**** Excerto do texto
Maria Filomena Mónica

Maria Filomena Mónica

A mobilidade social descendente

Numa era em que o crescimento económico estagnou na Europa, o aumento da mobilidade social significa não só a subida dos filhos dos pobres a lugares cimeiros da hierarquia como a descida, na escada social, de rebentos das antigas famílias privilegiadas. De facto, algumas das pessoas que pertencem à elite social têm-se-me queixado de que “agora” toda a gente deu em ser engenheiro, em escrever romances e em exercer medicina. Traduzindo: os filhos e netos delas, que tinham um lugar assegurado no topo, têm hoje de competir com meninos nascidos entre as ervas. Como sempre no nosso país, a concorrência é olhada de forma negativa.

Faço parte da geração de sociólogos para quem o termo mobilidade social andava inconscientemente ligado à ideia de subir na vida. Quando, nos anos 60, o curso de Sociologia foi relutantemente aceite pela Universidade de Oxford, a disciplina dedicou-se, em grande parte, a estudar a desigualdade. O supervisor do meu doutoramento, A. H. Halsey, fazia parte do grupo de intelectuais influenciados pelo Socialismo Cristão, tendo sido um dos consultores de Tony Crosland, ministro da Educação do Governo Trabalhista de Harold Wilson. Isto fez com que muitas das aulas a que assisti fossem dedicadas à análise da forma como os filhos dos pobres estavam a ter a oportunidade de aceder a lugares de topo.
********
→ **Instruções**:
**A.** Indique as três atividades que, segundo as queixas de membros da elite social referidas no texto sobre a mobilidade social descendente, “agora” toda a gente passou a exercer.
**B.** De acordo com o texto sobre a mobilidade social descendente, por que razão muitas das aulas a que a autora assistiu em Oxford eram dedicadas à análise do acesso dos filhos dos pobres a lugares de topo?
**C.** Reproduza, do texto sobre a mobilidade social descendente, o trecho que vai de “A mobilidade social descendente” a “de forma negativa.”.
**** Entradas extraídas
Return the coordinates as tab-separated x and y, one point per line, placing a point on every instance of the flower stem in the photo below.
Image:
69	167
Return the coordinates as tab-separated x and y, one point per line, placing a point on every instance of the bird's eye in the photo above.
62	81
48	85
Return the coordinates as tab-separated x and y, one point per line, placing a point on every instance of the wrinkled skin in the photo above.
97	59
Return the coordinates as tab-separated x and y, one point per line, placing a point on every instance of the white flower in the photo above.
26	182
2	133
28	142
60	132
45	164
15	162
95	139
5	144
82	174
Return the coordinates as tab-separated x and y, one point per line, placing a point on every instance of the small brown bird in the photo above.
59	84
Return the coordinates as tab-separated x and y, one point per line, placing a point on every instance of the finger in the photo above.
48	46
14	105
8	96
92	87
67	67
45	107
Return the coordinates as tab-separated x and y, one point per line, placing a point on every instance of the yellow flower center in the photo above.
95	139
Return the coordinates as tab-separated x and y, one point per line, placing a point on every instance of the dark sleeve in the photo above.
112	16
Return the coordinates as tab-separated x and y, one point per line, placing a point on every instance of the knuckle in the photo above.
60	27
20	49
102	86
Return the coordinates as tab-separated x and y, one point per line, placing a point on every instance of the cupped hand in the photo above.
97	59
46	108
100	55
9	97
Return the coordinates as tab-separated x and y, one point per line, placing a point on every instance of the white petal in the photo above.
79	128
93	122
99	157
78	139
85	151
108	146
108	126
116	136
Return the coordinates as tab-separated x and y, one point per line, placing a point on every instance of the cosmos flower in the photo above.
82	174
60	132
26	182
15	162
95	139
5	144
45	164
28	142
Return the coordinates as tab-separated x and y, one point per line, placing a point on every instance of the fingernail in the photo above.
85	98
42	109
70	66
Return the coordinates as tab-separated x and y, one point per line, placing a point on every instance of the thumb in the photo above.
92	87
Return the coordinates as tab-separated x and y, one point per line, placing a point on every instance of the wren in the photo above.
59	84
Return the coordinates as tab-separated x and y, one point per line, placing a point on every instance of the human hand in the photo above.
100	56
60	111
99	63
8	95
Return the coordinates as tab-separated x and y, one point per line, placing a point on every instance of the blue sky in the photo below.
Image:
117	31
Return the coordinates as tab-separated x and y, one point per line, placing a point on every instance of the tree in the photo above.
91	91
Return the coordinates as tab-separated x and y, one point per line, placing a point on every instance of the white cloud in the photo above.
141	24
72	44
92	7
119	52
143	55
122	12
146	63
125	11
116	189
********
→ **Resultados das tarefas**:
**A.** Ser engenheiro, escrever romances e exercer medicina.

**B.** O supervisor do doutoramento, A. H. Halsey, pertencia ao grupo de intelectuais influenciados pelo Socialismo Cristão e tinha sido um dos consultores de Tony Crosland, ministro da Educação do Governo Trabalhista de Harold Wilson. Foi isso que levou a que muitas das aulas se dedicassem a essa análise.

**C.**
A mobilidade social descendente

Numa era em que o crescimento económico estagnou na Europa, o aumento da mobilidade social significa não só a subida dos filhos dos pobres a lugares cimeiros da hierarquia como a descida, na escada social, de rebentos das antigas famílias privilegiadas. De facto, algumas das pessoas que pertencem à elite social têm-se-me queixado de que “agora” toda a gente deu em ser engenheiro, em escrever romances e em exercer medicina. Traduzindo: os filhos e netos delas, que tinham um lugar assegurado no topo, têm hoje de competir com meninos nascidos entre as ervas. Como sempre no nosso país, a concorrência é olhada de forma negativa.